↓↓↓

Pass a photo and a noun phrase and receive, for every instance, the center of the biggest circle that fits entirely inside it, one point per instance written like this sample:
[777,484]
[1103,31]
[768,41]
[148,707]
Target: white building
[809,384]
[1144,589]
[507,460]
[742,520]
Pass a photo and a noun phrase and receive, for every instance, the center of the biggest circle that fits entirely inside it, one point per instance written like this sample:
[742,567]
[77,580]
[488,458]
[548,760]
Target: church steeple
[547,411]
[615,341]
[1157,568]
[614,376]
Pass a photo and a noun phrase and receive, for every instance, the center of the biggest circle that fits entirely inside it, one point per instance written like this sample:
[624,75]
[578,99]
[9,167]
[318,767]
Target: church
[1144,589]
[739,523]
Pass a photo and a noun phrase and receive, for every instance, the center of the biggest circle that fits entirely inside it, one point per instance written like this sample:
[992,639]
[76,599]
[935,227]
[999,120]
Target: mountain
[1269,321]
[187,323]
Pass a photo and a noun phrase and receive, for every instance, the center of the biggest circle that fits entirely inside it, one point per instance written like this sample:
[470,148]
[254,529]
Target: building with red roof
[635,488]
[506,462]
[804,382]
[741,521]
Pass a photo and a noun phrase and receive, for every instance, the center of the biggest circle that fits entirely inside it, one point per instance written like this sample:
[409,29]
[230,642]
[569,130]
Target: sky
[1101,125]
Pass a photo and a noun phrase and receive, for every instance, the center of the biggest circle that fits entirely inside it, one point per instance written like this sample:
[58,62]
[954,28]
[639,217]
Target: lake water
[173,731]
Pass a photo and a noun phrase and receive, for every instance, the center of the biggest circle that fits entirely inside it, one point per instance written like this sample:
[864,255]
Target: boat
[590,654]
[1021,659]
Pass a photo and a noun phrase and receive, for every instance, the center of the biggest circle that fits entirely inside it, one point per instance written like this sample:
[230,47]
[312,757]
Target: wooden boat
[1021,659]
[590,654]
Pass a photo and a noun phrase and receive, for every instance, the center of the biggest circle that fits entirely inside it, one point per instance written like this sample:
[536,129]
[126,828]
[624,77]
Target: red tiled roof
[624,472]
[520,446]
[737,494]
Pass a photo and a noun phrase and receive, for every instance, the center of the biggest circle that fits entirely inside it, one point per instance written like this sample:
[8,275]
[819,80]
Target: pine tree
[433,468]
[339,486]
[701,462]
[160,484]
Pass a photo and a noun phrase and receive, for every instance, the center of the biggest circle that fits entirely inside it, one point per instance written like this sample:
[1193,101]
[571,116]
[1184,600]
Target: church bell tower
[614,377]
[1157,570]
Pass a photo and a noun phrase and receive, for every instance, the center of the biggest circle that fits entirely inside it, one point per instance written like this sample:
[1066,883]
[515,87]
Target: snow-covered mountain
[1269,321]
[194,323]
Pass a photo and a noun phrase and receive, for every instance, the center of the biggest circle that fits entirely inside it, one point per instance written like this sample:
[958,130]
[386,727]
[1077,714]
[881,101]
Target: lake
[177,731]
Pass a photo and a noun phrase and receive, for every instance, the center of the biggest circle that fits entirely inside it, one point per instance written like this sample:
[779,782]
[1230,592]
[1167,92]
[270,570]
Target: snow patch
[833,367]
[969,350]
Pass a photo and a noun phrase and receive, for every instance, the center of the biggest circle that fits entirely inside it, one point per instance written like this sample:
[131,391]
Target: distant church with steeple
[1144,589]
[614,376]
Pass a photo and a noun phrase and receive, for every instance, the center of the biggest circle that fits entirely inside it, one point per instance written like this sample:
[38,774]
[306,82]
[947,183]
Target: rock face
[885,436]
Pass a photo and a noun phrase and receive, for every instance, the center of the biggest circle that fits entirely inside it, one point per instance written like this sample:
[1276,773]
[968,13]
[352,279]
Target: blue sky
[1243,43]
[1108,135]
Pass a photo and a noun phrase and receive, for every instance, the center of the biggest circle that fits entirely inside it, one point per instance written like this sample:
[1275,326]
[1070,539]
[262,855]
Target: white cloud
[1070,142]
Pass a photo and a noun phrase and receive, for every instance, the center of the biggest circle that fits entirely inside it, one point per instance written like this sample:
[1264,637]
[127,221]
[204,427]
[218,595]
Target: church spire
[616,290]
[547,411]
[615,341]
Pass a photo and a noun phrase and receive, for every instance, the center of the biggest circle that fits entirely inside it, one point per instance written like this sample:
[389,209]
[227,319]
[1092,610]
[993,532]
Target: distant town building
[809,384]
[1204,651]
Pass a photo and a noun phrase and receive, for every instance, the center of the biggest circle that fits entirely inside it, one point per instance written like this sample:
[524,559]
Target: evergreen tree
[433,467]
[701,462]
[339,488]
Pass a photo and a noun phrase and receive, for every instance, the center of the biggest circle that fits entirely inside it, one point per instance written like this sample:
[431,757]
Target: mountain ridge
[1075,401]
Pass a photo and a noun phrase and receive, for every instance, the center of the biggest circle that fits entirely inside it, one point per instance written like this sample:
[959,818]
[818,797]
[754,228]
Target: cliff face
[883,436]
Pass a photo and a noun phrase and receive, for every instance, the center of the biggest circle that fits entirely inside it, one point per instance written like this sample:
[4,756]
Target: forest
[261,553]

↑↑↑

YOUR GOAL:
Please restate the whole listing word for word.

EXERCISE OUTPUT:
Pass a photo and a noun phrase and receive, for every instance, the center of the biggest circle that fits entirely inside it, one point per instance written like this sample:
[777,484]
[1103,31]
[768,41]
[148,707]
Target: white building
[809,384]
[1144,589]
[507,460]
[742,520]
Pass a photo and a noun phrase and receive, for every instance, the center of the biggest circle that fits entirely inside it, one point per instance written like this sample:
[742,567]
[77,580]
[488,458]
[548,760]
Target: church steeple
[547,411]
[615,341]
[1157,568]
[614,376]
Pass a photo and a noun phrase and receive, for every instance, the center of the biggest circle that fits entirely inside it, one point per instance written like this sample:
[624,75]
[578,99]
[9,167]
[318,767]
Target: church
[1144,589]
[739,523]
Pass a photo and a noun phrase and receive, for every instance, the center of the biggest circle that fits entirely inside it, one point per instance written like this sample:
[992,639]
[76,599]
[935,227]
[999,120]
Target: mountain
[1269,321]
[187,323]
Pass a photo and a noun phrase and receive, for every instance, the center of the biggest circle that fits entirely inside it, one point per instance written like this sample:
[470,148]
[254,529]
Target: building with red roof
[635,488]
[506,462]
[804,382]
[741,521]
Pass a photo and a noun phrase and receive, for every instance, the center of the biggest circle that fits entirely inside it, one point per instance written like this sample:
[409,29]
[230,642]
[569,130]
Target: sky
[1101,125]
Pass a photo and a noun phrase and receive, for every instance, the center of the biggest circle that fits entirely inside it, one point per instance written like this sample:
[58,62]
[954,28]
[639,217]
Target: lake water
[173,731]
Pass a photo and a noun phrase and receive, for every instance, the center of the biggest circle that fits entirely inside it, one point per instance written like this sample:
[864,255]
Target: boat
[590,654]
[1021,659]
Pass a photo and a noun phrase and receive, for every instance, the center of the biggest circle that fits entirely inside it, one point per instance written like this sample:
[230,47]
[312,757]
Target: wooden boat
[1021,659]
[590,654]
Pass a photo and a noun phrase and receive, for every instance, the center of the biggest circle that fits entirely inside it, one point per instance written like this sample:
[536,129]
[126,828]
[624,77]
Target: red tiled roof
[624,472]
[520,446]
[737,494]
Pass a photo and a noun phrase and receive, for every instance, the center of the biggest circle that fits entirely inside it, one point per instance written like this sample:
[8,275]
[819,80]
Target: pine tree
[433,468]
[339,486]
[701,462]
[160,484]
Pass a photo and a noun phrase and receive, for every instance, the center of the biggest circle that fits entirely inside it, one point per instance written like this sample:
[1193,101]
[571,116]
[1184,600]
Target: church bell tower
[614,377]
[1157,570]
Pass a photo and a noun phrase and receive, for every instance, the center of the biggest circle that fits entirely inside it, one point per instance written like this sample:
[1066,883]
[515,87]
Target: snow-covered mountain
[1269,321]
[194,323]
Pass a photo and a noun phrase and receive, for every instance, the center of the biggest circle that fits entirely inside it, one point per instance written like this sample:
[958,130]
[386,727]
[1077,714]
[881,101]
Target: lake
[177,731]
Pass a photo and a noun phrase and receive, for every instance, the center of the biggest circle that fits entirely inside it, one point per instance written like this sample:
[779,782]
[1230,592]
[1167,92]
[270,570]
Target: snow patch
[833,367]
[969,350]
Pass a photo and a noun phrase and receive, for every instance, the center of the biggest circle that fits entirely inside it, one point per instance written like this sample:
[131,391]
Target: distant church with steeple
[1144,589]
[614,376]
Pass a photo and a noun phrase and receive, for every instance, the center of the biggest circle that fits entirely inside it, one point per instance written like this sample:
[38,774]
[306,82]
[947,183]
Target: rock face
[885,436]
Pass a photo and a noun phrase and receive, for every instance, the center of the biggest circle that fits entirely inside it, one point per instance written like this sample:
[1276,773]
[968,13]
[352,279]
Target: blue sky
[1243,43]
[1108,135]
Pass a photo and a noun phrase and receive, for every instance, the center of the biggest circle that fits entirely inside it, one point per instance written like this sample:
[1275,326]
[1070,539]
[262,855]
Target: white cloud
[1070,142]
Pass a photo and a noun phrase and receive, for every instance, the center of the biggest circle that fits entirely inside it, one point per instance written like this sample:
[1264,637]
[127,221]
[204,427]
[218,595]
Target: church spire
[616,290]
[547,411]
[615,341]
Pass a photo and a noun phrase and receive, for every instance, the center of the biggest circle that fits entirely inside it, one point per instance written like this sample:
[389,209]
[227,319]
[1092,610]
[993,532]
Target: distant town building
[809,384]
[1204,651]
Pass a photo and a noun phrase and receive, for every instance, the center of the biggest circle that fits entirely inside it, one point per instance written like this sample:
[524,559]
Target: evergreen tree
[433,467]
[701,462]
[339,488]
Pass a photo and a noun phrase and receive, for every instance, the center of the biggest circle that fits entirely inside it, one point per instance written like this sample:
[431,757]
Target: mountain ridge
[1075,401]
Pass a photo and a noun phrase and receive, for every instance, the center of the biggest circle that fits entirely inside it, one point per instance written like this sample:
[959,818]
[818,797]
[754,228]
Target: cliff face
[883,436]
Pass a photo and a noun phrase and receive, for every instance, the center of the biggest circle that fits entirely inside it, one point per instance written like this sample:
[4,756]
Target: forest
[261,553]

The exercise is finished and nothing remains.